EXERCISE: How many lines in the data below include the word "lamp"? Respond with the number, nothing more.

-----

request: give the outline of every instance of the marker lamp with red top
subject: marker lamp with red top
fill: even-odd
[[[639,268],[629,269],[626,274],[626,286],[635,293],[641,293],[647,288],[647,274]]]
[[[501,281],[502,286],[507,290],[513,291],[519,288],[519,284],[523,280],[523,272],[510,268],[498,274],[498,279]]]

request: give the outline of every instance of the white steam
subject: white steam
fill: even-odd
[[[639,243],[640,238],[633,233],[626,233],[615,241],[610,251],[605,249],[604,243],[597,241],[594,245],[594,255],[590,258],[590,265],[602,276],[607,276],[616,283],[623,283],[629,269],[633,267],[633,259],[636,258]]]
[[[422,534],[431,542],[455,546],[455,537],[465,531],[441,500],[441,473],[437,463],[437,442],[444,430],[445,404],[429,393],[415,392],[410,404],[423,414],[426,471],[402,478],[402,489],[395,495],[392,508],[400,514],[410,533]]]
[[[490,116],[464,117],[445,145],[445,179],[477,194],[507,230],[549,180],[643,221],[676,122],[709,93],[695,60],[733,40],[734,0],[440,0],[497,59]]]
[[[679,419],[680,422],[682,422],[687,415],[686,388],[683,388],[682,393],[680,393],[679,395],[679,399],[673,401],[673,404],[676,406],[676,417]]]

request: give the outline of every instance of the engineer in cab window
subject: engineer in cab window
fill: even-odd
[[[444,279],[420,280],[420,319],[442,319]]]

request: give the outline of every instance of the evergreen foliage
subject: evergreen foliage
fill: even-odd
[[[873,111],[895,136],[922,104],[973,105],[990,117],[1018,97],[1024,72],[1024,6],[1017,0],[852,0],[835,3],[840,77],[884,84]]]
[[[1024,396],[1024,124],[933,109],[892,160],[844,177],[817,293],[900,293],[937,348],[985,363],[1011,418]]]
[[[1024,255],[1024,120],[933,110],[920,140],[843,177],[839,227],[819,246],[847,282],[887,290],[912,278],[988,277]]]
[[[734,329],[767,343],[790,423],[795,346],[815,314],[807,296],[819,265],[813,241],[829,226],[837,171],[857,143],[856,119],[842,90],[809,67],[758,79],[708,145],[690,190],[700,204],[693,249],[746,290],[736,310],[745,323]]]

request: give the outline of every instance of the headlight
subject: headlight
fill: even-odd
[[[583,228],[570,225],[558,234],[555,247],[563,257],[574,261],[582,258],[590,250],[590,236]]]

-----

EXERCISE OUTPUT: 2